Smoking lingers as a major health threat


Despite efforts to stomp it out, smoking remains a health threat and professor Elif Dağlı, an expert on tobacco control, says the tobacco industry was "powerful" again, saying 118.5 billion cigarettes were consumed last year in Turkey. Dağlı was speaking at an event by the Turkish Thoracic Society in the southern city of Antalya where health care professionals spoke about lung and respiratory health, which smoking poses the main danger to.

"Turkey accomplished so much in tobacco control and I wonder how the smoking hit the highest rate last year. The tobacco industry is obviously influential again and they don't intend to quit Turkey. They continue their attacks and now they come with e-cigarettes and similar products," she said. Dağlı pointed out that e-cigarettes and their ilk were smuggled into Turkey and though they are illegal, they are sold online.

···

__PARTS OF THE EXERCISE__.
(a) Answer these questions from the article on smoking in Turkey:
(i) How many cigarettes did Dağlı say were consumed in Turkey last year?
(ii) Which organization held the event where Dağlı spoke, and in what city?
(iii) Where are e-cigarettes and similar products sold even though they are illegal?
(b) Proceed with the article on smoking in Turkey, writing on from its final sentence.
The listing placed after the article on smoking in Turkey is not needed.

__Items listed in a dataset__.

···

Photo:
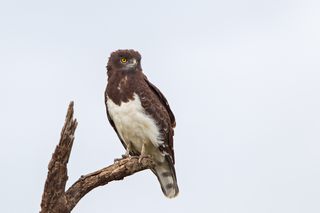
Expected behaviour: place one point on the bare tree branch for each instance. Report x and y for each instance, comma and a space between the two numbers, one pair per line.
55, 199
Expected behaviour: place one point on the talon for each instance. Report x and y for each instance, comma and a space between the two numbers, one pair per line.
143, 156
122, 157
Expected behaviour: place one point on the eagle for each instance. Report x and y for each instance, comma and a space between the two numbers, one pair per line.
141, 116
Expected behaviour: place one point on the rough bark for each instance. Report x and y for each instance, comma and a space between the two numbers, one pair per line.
55, 198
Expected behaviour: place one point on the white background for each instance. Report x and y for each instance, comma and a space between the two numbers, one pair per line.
242, 77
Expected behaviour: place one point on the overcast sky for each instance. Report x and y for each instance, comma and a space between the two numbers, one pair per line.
242, 77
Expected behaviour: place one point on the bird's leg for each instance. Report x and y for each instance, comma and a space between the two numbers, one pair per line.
129, 147
143, 152
127, 154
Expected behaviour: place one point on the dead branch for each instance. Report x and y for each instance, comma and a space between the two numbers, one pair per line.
55, 199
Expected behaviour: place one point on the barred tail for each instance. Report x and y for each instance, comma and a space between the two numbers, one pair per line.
166, 175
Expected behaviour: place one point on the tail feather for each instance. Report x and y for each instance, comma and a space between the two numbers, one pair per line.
166, 175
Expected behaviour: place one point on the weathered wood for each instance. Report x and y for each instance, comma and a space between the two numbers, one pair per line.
55, 198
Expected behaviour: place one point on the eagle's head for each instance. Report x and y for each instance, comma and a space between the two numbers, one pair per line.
124, 60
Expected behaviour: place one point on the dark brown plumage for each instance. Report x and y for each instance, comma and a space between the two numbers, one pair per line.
131, 97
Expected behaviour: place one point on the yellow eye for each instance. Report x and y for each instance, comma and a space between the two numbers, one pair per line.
123, 60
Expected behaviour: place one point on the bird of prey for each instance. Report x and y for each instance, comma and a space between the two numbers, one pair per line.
141, 116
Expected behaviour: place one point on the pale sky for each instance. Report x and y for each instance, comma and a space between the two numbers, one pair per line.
242, 77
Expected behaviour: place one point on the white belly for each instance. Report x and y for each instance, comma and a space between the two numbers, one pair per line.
134, 125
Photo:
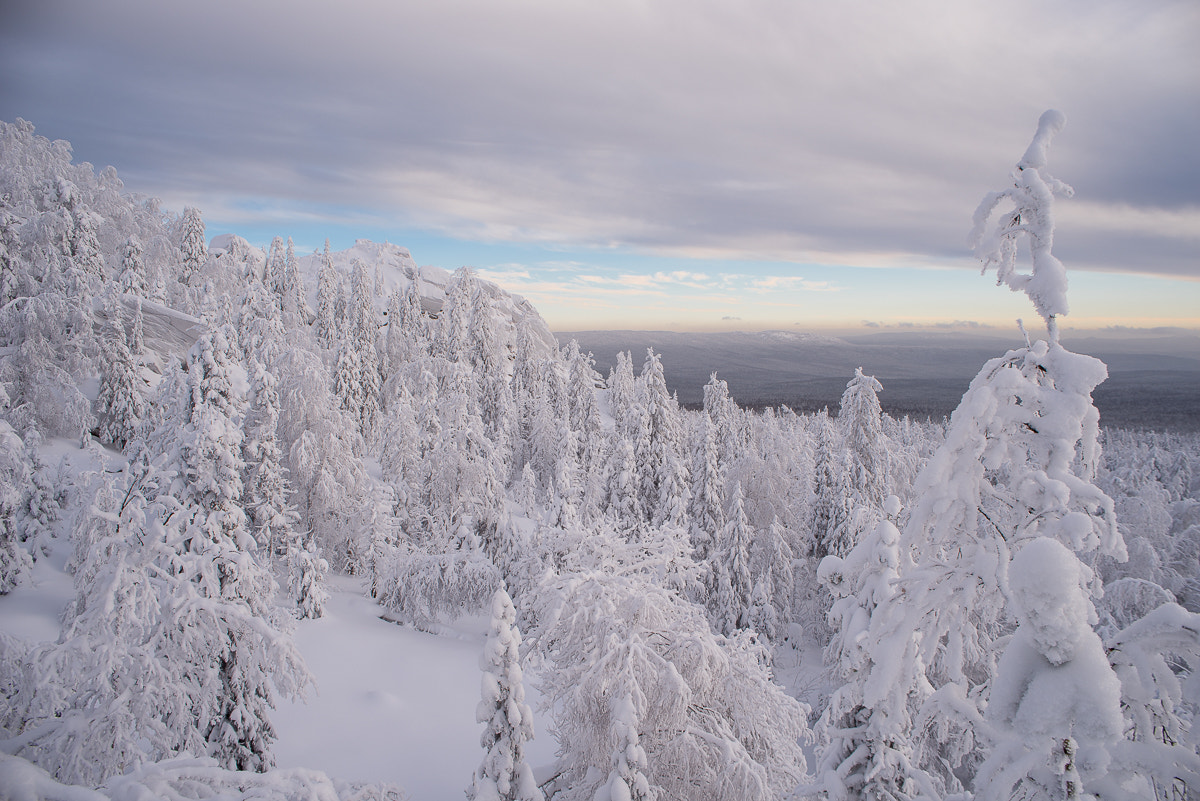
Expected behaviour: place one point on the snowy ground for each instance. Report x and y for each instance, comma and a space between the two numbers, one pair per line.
394, 704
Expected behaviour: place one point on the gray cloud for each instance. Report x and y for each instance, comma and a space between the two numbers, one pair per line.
796, 131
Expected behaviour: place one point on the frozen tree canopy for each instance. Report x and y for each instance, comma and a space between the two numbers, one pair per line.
1030, 221
246, 470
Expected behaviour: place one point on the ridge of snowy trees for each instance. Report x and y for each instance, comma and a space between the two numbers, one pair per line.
253, 420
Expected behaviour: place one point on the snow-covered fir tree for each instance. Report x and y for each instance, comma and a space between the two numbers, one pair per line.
192, 244
504, 775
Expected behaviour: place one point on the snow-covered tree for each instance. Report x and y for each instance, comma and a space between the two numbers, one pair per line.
774, 582
623, 397
192, 244
1056, 700
1018, 463
862, 425
711, 722
1031, 220
133, 269
733, 583
659, 450
327, 301
707, 503
504, 775
627, 780
868, 753
216, 553
306, 578
15, 560
265, 492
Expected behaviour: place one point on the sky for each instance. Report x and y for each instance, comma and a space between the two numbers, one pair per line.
683, 164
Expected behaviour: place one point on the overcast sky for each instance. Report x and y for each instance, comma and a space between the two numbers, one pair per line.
666, 163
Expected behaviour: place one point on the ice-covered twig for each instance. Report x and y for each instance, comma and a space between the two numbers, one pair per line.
1032, 217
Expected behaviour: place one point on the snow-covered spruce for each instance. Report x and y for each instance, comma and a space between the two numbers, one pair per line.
504, 775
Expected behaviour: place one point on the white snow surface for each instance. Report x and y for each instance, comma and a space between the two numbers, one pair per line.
393, 704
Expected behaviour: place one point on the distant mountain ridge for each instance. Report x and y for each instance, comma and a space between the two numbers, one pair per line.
1153, 381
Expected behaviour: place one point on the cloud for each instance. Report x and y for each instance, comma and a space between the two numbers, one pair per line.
799, 132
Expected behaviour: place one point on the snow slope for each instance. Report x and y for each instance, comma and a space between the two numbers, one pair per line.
394, 704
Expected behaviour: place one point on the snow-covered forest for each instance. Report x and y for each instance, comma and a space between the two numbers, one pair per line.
207, 441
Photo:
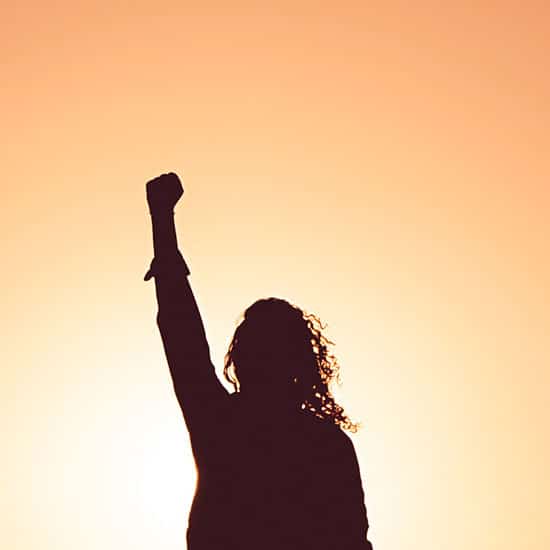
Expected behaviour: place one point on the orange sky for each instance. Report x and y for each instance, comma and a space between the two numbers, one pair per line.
385, 167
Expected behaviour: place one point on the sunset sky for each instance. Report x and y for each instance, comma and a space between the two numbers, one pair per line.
385, 165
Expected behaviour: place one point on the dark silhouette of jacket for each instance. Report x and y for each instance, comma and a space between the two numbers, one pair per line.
267, 479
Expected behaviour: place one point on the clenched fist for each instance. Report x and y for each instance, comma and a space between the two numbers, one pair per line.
163, 193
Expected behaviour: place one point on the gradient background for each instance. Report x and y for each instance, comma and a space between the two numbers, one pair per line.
382, 165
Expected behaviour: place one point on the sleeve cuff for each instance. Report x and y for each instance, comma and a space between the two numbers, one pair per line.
174, 265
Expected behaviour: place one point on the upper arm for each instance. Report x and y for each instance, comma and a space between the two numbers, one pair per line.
345, 488
200, 393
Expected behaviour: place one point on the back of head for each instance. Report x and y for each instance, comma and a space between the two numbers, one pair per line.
279, 355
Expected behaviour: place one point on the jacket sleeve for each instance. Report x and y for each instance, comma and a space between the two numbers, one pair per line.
201, 396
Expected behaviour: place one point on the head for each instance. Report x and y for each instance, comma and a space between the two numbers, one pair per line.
279, 356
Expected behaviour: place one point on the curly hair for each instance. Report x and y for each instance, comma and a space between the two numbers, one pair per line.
274, 326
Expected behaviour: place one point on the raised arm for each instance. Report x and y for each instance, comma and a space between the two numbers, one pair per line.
199, 392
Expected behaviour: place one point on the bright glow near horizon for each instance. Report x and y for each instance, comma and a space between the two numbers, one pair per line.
384, 167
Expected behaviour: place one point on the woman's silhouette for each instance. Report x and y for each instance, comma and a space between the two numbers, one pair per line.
275, 469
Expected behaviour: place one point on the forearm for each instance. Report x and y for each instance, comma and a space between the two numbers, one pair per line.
165, 241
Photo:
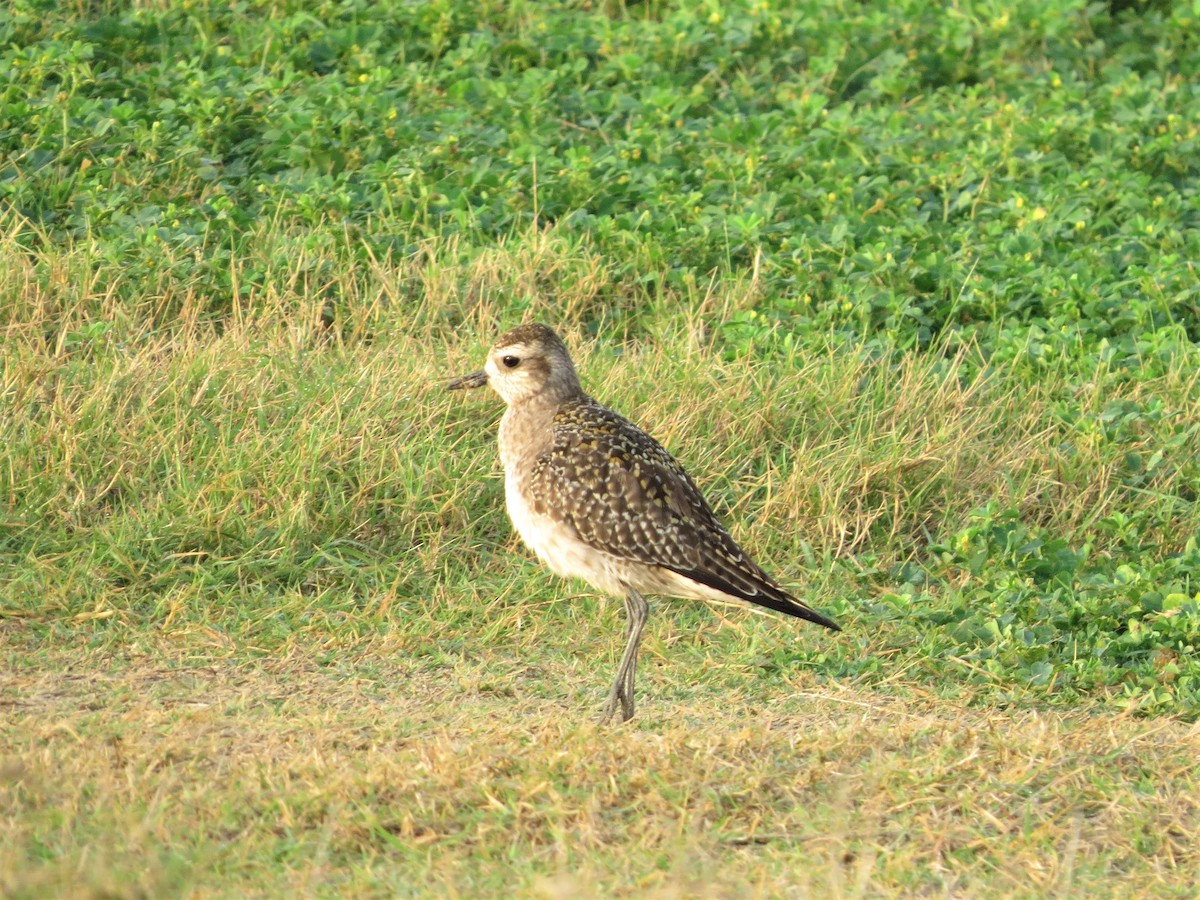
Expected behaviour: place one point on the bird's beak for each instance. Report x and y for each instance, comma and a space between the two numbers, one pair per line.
475, 379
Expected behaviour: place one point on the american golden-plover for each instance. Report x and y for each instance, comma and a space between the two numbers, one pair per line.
598, 498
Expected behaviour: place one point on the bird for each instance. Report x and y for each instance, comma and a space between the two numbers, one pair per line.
598, 498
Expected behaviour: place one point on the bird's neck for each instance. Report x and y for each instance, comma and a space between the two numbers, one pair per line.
527, 431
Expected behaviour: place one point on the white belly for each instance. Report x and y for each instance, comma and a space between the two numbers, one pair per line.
556, 546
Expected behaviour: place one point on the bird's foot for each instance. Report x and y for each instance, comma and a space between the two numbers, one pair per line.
617, 697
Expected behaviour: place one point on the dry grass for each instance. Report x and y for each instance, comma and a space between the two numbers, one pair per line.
376, 775
265, 630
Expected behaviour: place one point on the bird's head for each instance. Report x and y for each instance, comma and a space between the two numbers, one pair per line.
528, 361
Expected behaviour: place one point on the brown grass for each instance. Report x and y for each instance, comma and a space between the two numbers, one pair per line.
378, 775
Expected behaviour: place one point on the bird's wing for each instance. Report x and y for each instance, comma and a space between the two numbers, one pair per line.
601, 468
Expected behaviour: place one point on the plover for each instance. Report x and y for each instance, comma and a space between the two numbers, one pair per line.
598, 498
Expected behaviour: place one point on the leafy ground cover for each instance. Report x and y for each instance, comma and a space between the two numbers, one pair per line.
912, 291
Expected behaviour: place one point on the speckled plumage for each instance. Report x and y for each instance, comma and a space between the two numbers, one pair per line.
598, 498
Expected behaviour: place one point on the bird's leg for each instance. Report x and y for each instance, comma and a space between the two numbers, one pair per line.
636, 611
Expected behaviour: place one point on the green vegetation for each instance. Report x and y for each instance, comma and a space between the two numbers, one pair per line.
912, 291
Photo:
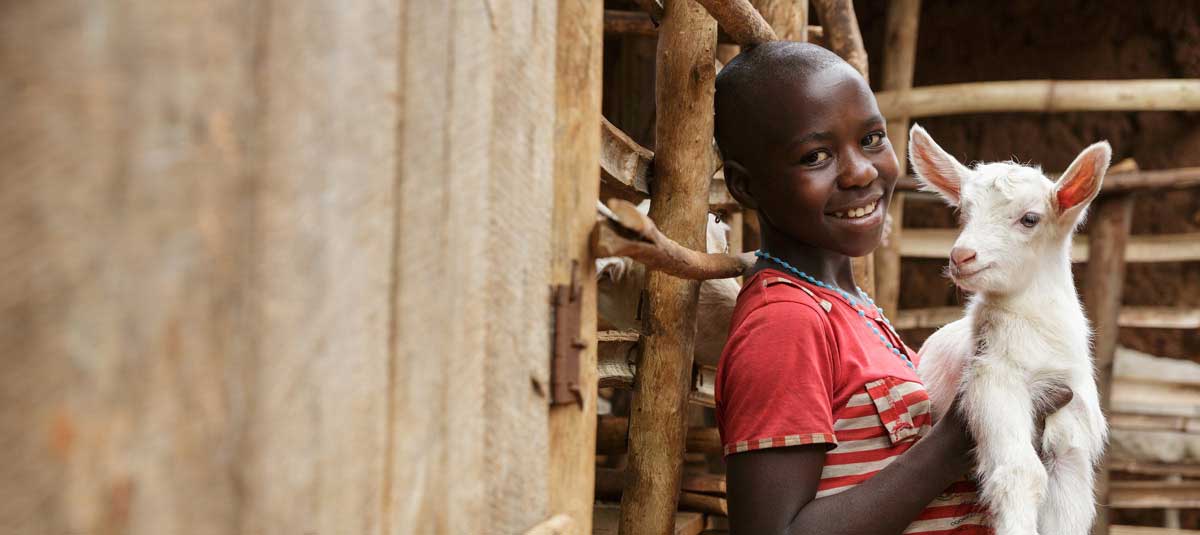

···

__RESULTS FOR EACH TASK__.
(a)
(i) 118.5 billion
(ii) The Turkish Thoracic Society, in Antalya
(iii) Online

(b)
The country's health minister has recently announced that although tobacco use had fallen by 27 percent (since a 2009 smoking ban) but it has increased by 31 percent again.

For a comprehensive fight against smoking, Turkey introduced a nationwide indoor smoking ban in 2009 at restaurants, bars and similar establishments and gradually extended its reach to other enclosed spaces over the years, in addition to a complete smoking ban on school grounds and sale of tobacco products at educational facilities. It also opened clinics to provide treatment against the habit and set up a hotline to help smokers quit. Most recently, new regulations were introduced to discourage smoking among the young by plain or single-type packaging for cigarettes.